> What is needed
For each entry below, output its lines as a JSON list of strings with one string per line, leaving out blank lines.

> Source data
┌──
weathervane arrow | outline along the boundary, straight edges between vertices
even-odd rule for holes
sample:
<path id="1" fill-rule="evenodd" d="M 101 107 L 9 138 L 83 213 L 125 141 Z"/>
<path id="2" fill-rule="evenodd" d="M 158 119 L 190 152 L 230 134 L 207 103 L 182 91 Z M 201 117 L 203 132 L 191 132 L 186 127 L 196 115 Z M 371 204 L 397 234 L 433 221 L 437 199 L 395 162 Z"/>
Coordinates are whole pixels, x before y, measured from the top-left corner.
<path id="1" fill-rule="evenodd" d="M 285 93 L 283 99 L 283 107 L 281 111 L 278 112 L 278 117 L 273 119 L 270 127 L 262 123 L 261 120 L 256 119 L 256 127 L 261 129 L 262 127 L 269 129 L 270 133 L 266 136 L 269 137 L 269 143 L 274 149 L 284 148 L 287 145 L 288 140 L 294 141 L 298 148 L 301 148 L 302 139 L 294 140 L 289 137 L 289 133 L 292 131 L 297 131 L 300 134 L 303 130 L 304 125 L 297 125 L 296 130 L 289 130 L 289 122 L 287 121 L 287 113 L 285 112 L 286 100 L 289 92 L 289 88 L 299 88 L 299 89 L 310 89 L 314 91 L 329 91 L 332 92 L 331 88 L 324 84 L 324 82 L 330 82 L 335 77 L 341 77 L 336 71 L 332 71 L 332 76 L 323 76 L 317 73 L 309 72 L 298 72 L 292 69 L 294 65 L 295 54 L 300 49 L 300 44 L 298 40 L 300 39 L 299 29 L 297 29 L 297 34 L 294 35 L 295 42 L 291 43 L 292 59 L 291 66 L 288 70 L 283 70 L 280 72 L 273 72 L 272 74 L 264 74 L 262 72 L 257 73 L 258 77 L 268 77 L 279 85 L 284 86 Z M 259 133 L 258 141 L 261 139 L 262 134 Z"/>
└──
> Result of the exercise
[
  "weathervane arrow | outline along the boundary, straight edges between vertices",
  "even-odd rule for holes",
  "sample:",
  "<path id=\"1\" fill-rule=\"evenodd\" d=\"M 101 107 L 9 138 L 83 213 L 125 141 Z\"/>",
  "<path id=\"2\" fill-rule=\"evenodd\" d=\"M 158 119 L 190 152 L 230 134 L 207 103 L 182 91 Z M 201 117 L 203 132 L 191 132 L 186 127 L 196 115 Z M 371 204 L 397 234 L 433 221 L 437 199 L 395 162 Z\"/>",
  "Coordinates are whole pixels, x before y, measured from the top-left corner.",
  "<path id=\"1\" fill-rule=\"evenodd\" d=\"M 285 93 L 283 99 L 283 107 L 281 111 L 278 112 L 278 117 L 273 119 L 270 127 L 262 123 L 261 120 L 256 119 L 256 127 L 261 129 L 262 127 L 269 129 L 270 133 L 266 136 L 269 137 L 269 143 L 274 149 L 284 148 L 287 145 L 288 140 L 294 141 L 298 148 L 301 148 L 302 139 L 294 140 L 289 137 L 289 133 L 292 131 L 297 131 L 300 134 L 303 130 L 304 125 L 297 125 L 296 130 L 289 130 L 289 122 L 287 121 L 287 113 L 285 112 L 286 100 L 289 92 L 289 88 L 299 88 L 299 89 L 310 89 L 314 91 L 329 91 L 332 92 L 331 88 L 324 84 L 324 82 L 330 82 L 335 77 L 341 77 L 336 71 L 332 71 L 332 76 L 323 76 L 317 73 L 309 72 L 298 72 L 292 69 L 294 65 L 295 54 L 300 49 L 300 44 L 298 40 L 300 39 L 299 29 L 297 29 L 297 34 L 294 35 L 295 42 L 291 43 L 292 59 L 291 66 L 288 70 L 283 70 L 280 72 L 273 72 L 272 74 L 264 74 L 262 72 L 257 73 L 258 77 L 268 77 L 279 85 L 284 86 Z M 259 133 L 258 141 L 261 139 L 262 134 Z\"/>"
]